→ **Exercise objective**:
Locate every line in the listing below that contains the string "output", matching case exactly, and copy each such line in full.

────────

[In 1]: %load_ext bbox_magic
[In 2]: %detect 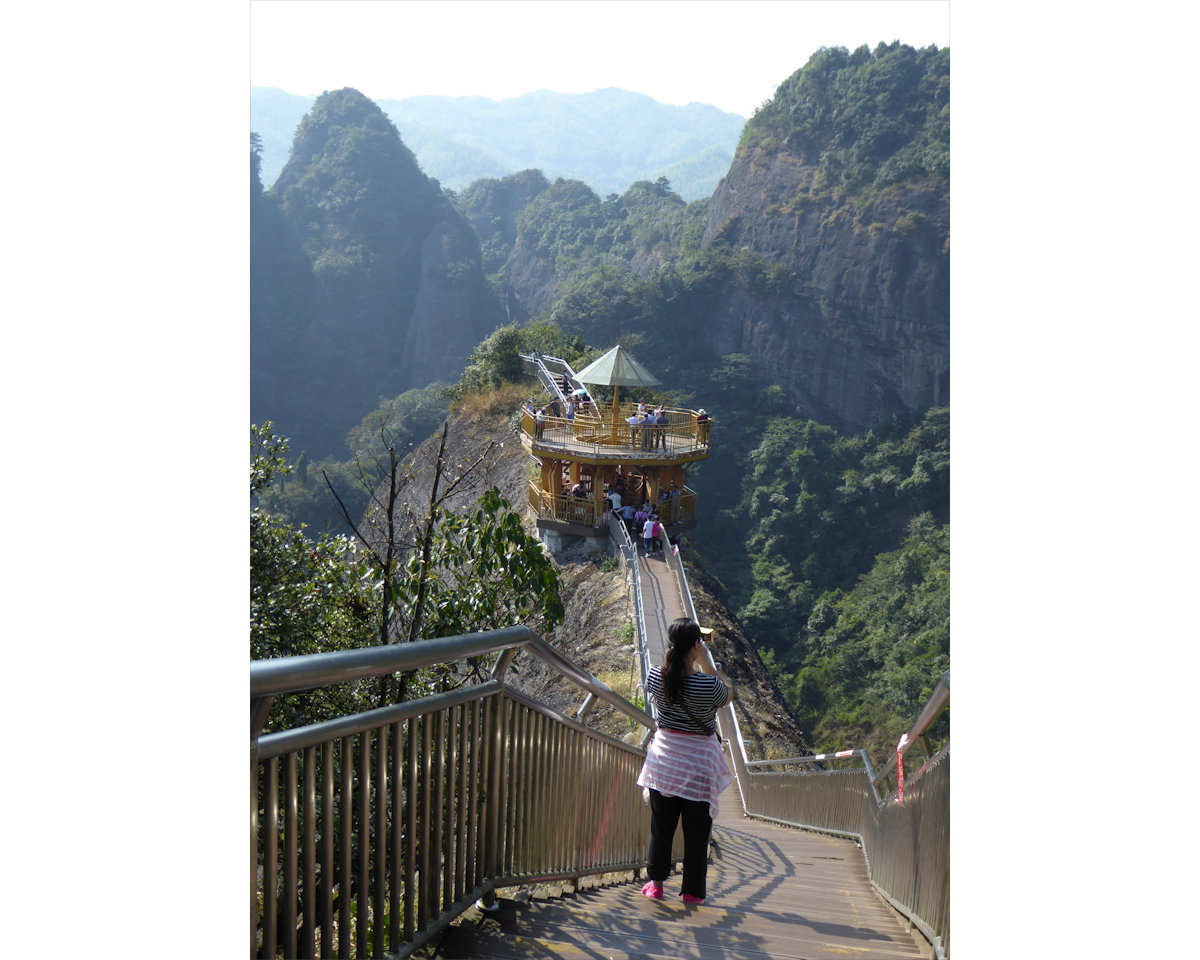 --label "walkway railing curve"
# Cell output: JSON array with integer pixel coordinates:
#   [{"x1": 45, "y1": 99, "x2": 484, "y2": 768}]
[
  {"x1": 250, "y1": 626, "x2": 654, "y2": 958},
  {"x1": 665, "y1": 547, "x2": 950, "y2": 960}
]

────────

→ **Exercise result**:
# Cell output: JSON array with integer pixel coordinates:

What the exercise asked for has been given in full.